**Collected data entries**
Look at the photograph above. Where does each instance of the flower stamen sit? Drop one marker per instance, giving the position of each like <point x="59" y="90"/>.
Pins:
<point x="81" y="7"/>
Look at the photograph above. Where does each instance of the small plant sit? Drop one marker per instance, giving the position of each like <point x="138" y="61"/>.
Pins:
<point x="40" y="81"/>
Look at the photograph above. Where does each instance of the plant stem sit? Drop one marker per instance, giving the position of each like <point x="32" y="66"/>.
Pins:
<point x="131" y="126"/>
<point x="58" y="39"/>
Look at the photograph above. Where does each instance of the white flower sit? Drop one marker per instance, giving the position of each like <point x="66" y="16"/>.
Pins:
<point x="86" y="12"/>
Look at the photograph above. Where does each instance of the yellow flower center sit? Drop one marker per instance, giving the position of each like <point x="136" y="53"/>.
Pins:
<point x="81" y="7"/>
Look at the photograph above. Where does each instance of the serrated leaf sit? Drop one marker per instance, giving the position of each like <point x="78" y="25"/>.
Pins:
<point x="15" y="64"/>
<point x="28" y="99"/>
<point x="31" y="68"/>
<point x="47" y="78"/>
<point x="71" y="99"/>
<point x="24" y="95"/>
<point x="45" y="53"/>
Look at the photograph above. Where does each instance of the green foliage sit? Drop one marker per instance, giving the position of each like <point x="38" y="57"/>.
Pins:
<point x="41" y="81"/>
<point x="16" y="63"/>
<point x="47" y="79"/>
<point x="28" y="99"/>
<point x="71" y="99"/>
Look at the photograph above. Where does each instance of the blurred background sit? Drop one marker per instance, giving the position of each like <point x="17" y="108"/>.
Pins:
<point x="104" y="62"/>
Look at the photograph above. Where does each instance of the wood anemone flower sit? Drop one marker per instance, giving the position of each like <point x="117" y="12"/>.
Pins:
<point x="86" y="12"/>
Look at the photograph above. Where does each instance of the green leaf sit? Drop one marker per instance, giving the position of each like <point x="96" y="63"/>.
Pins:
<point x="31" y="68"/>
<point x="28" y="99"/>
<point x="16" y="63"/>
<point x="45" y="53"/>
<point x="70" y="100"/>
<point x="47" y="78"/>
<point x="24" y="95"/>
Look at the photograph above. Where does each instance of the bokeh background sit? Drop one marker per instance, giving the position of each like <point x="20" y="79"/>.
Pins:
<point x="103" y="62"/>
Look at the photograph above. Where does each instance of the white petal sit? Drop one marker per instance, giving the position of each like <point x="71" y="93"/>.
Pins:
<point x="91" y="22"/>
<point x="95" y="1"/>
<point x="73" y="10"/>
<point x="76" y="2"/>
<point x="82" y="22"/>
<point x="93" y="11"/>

**EXERCISE TASK**
The records above are to be repeated exactly, in their entirety.

**RESULT FOR THIS EXERCISE**
Look at the photograph above. Where does each instance of the flower stamen sit? Drop one marker per instance, giving the position of each like <point x="59" y="90"/>.
Pins:
<point x="81" y="7"/>
Look at the photograph above. Where does each instance of the small plant sit? Drop one marker per instance, giving the position of each like <point x="138" y="61"/>.
Pins:
<point x="40" y="81"/>
Look at the photograph above. Where does each instance of the plant stem sit? Drop one marker per instance, giving the position of each like <point x="32" y="66"/>.
Pins:
<point x="131" y="126"/>
<point x="58" y="39"/>
Look at the photograph above. Where does each instance of the white flower sit? Drop one marker per instance, giving the position of each like <point x="66" y="16"/>.
Pins:
<point x="86" y="12"/>
Look at the photograph above. Where does each instance of the yellow flower center sit? Drop one marker per instance, giving the position of each like <point x="136" y="53"/>.
Pins:
<point x="81" y="7"/>
Look at the photograph above. Where does each instance of the serrated leaf sit? Drop one marker per instance, giving the position of each like <point x="78" y="25"/>.
Pins:
<point x="15" y="64"/>
<point x="28" y="99"/>
<point x="31" y="68"/>
<point x="47" y="78"/>
<point x="71" y="99"/>
<point x="24" y="95"/>
<point x="45" y="53"/>
Look at the photograph above. Where does each instance of the green foliage sit? Drop one marker per instance, giving the position of each like <point x="38" y="57"/>.
Pins:
<point x="41" y="81"/>
<point x="16" y="63"/>
<point x="47" y="79"/>
<point x="28" y="99"/>
<point x="71" y="99"/>
Look at the photograph above. Where does each instance of the blurred background sit? Drop one marker per instance, giving the position of each like <point x="17" y="108"/>.
Pins:
<point x="104" y="62"/>
Look at the photograph above. Where does each instance of the wood anemone flower sit? Drop one marker per instance, giving the position of each like <point x="117" y="12"/>.
Pins:
<point x="86" y="12"/>
Look at the photograph above. Where does each instance of the green leaf sit? Drop one marker per instance, giving the position of each like <point x="96" y="63"/>.
Pins:
<point x="31" y="68"/>
<point x="28" y="99"/>
<point x="16" y="63"/>
<point x="45" y="53"/>
<point x="70" y="100"/>
<point x="47" y="78"/>
<point x="24" y="95"/>
Look at the photograph above. Where does each instance of the bokeh background sit? Drop one marker per instance, giving the position of each like <point x="20" y="79"/>.
Pins:
<point x="103" y="62"/>
Look at the photograph above. Where does each instance of the white petal sit? Drop one marker per instance, giving the position of each like <point x="71" y="93"/>.
Pins:
<point x="91" y="22"/>
<point x="95" y="1"/>
<point x="73" y="10"/>
<point x="76" y="2"/>
<point x="82" y="22"/>
<point x="93" y="11"/>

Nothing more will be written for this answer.